RECORDS SUPPLIED
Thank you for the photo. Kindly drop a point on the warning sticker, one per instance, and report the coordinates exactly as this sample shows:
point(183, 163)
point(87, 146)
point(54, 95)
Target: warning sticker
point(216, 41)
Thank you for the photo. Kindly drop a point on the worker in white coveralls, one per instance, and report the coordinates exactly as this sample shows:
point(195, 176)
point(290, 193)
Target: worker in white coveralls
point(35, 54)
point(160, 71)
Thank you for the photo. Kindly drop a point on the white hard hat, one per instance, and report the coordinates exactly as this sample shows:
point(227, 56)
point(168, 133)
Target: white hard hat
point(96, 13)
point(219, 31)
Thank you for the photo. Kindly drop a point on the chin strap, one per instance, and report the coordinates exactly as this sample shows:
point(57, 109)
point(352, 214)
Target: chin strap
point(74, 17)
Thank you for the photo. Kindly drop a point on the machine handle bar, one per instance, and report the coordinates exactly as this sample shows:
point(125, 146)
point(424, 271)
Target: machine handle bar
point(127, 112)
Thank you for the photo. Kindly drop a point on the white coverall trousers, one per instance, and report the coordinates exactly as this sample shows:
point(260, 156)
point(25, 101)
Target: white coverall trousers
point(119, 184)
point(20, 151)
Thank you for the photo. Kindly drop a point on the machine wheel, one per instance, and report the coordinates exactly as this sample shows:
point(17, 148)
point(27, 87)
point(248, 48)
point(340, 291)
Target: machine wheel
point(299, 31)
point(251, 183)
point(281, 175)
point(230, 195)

GOAL
Reproduce the material from its first line down to the line containing "point(216, 41)", inclusive and with the requests kept. Offset both coordinates of each answer point by -114, leaving the sample points in the requests unchanged.

RESPONSE
Thank you for the photo. Kindly drop a point on the warning sticker, one per instance, and report the coordinates exactly as this sample shows:
point(183, 163)
point(87, 146)
point(54, 95)
Target: warning sticker
point(102, -73)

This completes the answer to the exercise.